**Task**. In the excerpt on sex-specific sacrifice at Shimao, how many of the 10 sacrificial victims at Dongmen were men?

Sex-specific sacrifice at Shimao

The diversity of the sacrificial traditions of Shimao culture indicates a high degree of social stratification and strict hierarchy2. Sacrificial traditions at Shimao and its surrounding sites consisted of two forms: mass burials that may have served public ritual purposes, as found in Shimao Dongmen or on a raised area potentially containing a palace at Huangchengtai (Supplementary Figs. 1 and 2), and sacrifice accompanying high-status burials, where the sacrificed victims would be entombed with the tomb owners, as found at the cemeteries in Shimao and Zhaishan sites (Figs. 3 and 4 and Supplementary Figs. 35). To explore whether we could detect a demographic bias of the victims selected for sacrifice, we investigated the site of Dongmen (East Gate) at Shimao. In contrast to previous archaeological reports that identified these sacrifices as female-biased on morphological criteria, our results showed the sacrificial victims in Dongmen showed no evidence of female bias, with 9 out of 10 victims being men (female/male assigned female/male at birth). Three of these male individuals were previously identified in these reports as female by morphology. The archaeological context, beneath the foundation of the gate2,5, suggested that these sacrifices were probably connected to a construction ritual of the walls or gate, a custom observed at later sites in China2. To further understand these findings, we explored the genetic composition and kinship relationships of these sacrificed individuals in comparison to the dominant populations of Shimao. Our analysis identified two genetic outliers at Dongmen who possessed Yumin-related ancestry32, including a sacrificed victim from the pit and an individual from a late tomb (Shimao_DM_o1 and Shimao_DM_o2; Figs. 1 and 2 and Supplementary Table 1), who were buried alongside inhabitants with predominantly Wuzhuangguoliang ancestry (Supplementary Table 6). No pairwise kinships or shared identity by descent (IBD) segments were detected between these outliers and others within or across the sites (Fig. 4, Extended Data Figs. 3 and 4 and Supplementary Figs. 1621). Except for these two Yumin-related sacrificed individuals, no differences in ancestry were detected between those selected for sacrifice at Dongmen and the elite class of tomb owners at interior Shimao sites.

**Dataset records**.

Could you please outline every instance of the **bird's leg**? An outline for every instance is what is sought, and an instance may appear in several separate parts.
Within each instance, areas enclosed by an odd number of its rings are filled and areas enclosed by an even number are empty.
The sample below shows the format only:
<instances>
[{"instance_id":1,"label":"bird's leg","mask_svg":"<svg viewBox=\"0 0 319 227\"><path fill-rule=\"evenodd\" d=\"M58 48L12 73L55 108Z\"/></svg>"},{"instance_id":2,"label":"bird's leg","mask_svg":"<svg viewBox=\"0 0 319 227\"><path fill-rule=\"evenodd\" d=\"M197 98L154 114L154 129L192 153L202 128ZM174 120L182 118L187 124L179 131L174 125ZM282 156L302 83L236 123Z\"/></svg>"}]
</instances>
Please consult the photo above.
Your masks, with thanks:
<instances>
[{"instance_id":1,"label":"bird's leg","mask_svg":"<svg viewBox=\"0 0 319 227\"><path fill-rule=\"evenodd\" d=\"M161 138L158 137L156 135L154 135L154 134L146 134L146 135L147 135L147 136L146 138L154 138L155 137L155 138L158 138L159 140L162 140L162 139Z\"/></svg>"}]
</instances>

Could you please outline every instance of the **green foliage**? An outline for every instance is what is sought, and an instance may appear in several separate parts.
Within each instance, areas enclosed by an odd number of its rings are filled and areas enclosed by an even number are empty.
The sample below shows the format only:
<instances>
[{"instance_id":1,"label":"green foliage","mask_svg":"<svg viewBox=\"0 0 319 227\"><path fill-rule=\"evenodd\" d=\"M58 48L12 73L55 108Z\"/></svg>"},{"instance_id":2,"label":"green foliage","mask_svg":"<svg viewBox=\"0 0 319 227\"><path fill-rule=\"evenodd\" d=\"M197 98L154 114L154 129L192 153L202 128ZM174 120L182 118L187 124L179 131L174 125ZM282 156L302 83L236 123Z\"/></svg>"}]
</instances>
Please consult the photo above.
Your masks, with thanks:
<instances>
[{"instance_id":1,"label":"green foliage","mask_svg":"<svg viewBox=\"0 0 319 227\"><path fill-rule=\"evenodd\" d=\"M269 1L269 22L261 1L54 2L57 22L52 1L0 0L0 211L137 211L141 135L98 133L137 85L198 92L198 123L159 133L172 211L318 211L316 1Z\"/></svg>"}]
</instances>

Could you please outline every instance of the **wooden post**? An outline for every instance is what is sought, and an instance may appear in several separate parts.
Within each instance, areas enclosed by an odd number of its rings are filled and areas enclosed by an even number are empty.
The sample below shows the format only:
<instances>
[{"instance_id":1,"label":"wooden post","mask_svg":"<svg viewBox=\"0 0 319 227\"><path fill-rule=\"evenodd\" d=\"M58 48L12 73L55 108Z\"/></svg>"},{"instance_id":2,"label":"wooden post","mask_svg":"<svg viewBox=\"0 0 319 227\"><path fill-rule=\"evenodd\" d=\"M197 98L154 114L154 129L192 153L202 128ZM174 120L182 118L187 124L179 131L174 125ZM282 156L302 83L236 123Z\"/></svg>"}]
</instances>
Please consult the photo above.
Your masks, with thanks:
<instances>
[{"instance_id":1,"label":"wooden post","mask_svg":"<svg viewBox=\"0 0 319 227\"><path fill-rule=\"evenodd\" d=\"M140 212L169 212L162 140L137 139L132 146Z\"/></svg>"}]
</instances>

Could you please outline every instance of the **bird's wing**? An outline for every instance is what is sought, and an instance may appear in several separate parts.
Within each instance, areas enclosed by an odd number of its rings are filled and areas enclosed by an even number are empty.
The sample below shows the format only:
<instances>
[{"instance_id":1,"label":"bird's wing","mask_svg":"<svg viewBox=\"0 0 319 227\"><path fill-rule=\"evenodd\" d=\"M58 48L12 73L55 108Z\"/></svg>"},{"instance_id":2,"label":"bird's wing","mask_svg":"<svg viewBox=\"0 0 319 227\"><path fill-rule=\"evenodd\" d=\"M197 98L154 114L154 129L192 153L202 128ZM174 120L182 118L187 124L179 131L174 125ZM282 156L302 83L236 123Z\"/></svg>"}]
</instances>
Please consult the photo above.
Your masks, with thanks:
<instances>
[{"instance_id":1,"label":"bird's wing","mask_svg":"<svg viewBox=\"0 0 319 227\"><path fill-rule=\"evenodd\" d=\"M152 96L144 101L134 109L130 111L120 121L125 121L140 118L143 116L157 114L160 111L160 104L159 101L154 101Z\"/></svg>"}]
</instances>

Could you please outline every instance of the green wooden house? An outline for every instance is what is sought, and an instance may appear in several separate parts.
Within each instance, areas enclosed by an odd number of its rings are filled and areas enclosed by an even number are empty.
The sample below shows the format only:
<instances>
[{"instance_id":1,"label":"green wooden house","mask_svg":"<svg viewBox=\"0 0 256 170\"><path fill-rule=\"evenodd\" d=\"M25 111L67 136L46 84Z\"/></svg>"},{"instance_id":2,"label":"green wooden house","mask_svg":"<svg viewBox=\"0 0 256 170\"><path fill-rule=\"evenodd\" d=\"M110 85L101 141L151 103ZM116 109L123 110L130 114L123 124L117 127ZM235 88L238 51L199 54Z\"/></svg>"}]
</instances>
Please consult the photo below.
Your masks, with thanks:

**Answer space**. Nine of the 10 victims were men.